Records of labeled points
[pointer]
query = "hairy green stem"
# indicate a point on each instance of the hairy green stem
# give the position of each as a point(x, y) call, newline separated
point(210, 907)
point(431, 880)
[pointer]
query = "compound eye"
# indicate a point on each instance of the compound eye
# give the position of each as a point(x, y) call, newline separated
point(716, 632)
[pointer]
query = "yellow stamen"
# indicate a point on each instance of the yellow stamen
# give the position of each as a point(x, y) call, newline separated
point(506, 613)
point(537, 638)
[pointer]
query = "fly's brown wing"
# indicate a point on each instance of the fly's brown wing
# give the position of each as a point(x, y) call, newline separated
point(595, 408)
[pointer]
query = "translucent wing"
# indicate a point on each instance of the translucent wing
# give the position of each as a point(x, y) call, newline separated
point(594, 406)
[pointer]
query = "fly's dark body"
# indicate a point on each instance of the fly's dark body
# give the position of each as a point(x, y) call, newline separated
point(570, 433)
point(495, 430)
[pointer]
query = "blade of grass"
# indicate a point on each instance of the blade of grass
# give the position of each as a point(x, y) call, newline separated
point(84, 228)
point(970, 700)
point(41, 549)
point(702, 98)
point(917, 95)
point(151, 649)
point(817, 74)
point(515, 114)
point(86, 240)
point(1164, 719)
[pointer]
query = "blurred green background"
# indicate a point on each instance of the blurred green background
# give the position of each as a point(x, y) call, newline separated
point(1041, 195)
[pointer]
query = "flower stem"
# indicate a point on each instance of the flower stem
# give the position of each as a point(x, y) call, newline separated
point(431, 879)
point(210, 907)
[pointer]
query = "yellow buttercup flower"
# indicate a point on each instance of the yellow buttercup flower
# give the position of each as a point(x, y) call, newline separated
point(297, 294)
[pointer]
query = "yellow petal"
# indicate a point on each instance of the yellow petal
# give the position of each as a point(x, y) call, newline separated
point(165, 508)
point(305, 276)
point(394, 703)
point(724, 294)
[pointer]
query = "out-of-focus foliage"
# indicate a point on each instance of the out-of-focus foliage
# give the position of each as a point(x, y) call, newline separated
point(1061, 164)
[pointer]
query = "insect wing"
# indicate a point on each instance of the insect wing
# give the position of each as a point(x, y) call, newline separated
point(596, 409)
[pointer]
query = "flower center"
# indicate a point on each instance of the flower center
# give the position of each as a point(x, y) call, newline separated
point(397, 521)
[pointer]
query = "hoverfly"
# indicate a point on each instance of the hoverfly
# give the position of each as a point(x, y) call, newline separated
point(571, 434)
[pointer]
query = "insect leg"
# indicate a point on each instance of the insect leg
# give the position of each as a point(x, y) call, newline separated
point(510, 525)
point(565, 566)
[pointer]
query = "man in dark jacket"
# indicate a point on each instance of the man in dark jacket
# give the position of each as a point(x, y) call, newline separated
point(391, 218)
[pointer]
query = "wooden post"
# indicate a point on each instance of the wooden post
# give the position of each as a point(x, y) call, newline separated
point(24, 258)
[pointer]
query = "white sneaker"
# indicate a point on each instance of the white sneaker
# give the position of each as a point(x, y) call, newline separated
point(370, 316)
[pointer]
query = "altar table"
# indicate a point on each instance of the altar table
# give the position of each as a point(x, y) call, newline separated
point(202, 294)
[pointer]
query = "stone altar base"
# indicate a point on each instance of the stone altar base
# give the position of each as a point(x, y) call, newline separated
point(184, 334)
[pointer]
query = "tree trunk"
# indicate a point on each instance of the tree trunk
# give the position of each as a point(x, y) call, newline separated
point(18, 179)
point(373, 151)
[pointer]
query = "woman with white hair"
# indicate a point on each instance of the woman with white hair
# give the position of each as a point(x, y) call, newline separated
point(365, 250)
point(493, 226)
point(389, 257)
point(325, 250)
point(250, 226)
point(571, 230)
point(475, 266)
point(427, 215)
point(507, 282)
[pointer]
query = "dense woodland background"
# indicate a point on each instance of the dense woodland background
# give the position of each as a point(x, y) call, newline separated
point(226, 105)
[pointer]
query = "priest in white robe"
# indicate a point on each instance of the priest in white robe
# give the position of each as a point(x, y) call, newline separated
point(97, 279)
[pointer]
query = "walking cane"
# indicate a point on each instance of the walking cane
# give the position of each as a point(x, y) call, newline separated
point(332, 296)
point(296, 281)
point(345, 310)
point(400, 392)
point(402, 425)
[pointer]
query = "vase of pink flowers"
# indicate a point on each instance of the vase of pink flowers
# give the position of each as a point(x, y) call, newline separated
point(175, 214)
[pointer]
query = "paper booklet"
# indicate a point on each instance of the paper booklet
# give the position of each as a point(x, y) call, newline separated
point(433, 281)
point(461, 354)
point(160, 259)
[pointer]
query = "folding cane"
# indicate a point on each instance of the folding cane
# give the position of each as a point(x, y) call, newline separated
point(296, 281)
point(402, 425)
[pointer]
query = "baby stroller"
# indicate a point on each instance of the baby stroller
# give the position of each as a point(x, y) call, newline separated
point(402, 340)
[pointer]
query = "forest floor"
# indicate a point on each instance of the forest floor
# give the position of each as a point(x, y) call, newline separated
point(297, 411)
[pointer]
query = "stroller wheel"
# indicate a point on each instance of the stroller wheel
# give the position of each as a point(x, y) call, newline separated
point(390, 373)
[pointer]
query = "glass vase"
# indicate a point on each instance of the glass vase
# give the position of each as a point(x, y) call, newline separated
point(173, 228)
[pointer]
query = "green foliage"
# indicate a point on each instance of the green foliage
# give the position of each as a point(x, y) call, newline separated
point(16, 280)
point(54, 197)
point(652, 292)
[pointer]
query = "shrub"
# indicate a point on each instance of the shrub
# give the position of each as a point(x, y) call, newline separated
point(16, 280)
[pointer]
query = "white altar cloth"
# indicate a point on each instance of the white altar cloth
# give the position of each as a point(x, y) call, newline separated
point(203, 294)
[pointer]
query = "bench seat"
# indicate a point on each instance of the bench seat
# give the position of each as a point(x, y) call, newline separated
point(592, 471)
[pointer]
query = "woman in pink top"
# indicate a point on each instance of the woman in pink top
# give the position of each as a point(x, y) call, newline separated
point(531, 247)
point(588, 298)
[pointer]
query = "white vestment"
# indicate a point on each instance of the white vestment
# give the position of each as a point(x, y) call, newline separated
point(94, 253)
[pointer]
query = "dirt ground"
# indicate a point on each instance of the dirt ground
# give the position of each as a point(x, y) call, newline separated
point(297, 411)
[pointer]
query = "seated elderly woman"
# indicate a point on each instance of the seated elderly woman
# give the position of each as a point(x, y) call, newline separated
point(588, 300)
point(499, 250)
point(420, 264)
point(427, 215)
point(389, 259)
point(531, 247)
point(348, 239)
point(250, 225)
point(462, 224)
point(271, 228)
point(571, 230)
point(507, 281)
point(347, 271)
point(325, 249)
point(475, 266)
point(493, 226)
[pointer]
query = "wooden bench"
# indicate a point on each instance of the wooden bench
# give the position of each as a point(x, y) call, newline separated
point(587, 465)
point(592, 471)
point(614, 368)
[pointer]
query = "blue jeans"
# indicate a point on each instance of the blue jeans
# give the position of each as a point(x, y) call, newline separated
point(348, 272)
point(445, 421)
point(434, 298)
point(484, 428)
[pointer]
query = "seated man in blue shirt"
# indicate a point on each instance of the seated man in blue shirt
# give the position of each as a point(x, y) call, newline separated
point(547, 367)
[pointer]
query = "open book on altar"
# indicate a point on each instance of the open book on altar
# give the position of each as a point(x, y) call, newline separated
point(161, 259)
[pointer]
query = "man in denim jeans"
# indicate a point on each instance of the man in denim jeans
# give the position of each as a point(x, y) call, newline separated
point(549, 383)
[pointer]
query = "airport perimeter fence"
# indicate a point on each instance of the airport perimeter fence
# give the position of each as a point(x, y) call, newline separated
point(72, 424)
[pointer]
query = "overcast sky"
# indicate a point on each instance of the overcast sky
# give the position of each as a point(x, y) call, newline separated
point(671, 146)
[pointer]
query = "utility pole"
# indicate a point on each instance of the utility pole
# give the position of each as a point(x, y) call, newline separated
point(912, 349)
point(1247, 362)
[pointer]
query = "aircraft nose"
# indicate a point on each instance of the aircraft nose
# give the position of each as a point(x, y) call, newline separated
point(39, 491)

* _What you should do_:
Format the records as a Markdown table with the columns Row and Line. Begin at the first line of the records and stop after the line that has "point(431, 880)", including both ends and leaving out blank lines.

* _Output for this exercise_:
| Row | Line |
|---|---|
| 1 | [pointer] |
| 2 | query = "hairy green stem" |
| 3 | # indicate a point on each instance of the hairy green stem |
| 4 | # give the position of each as a point(x, y) call, newline separated |
| 5 | point(210, 907) |
| 6 | point(431, 880) |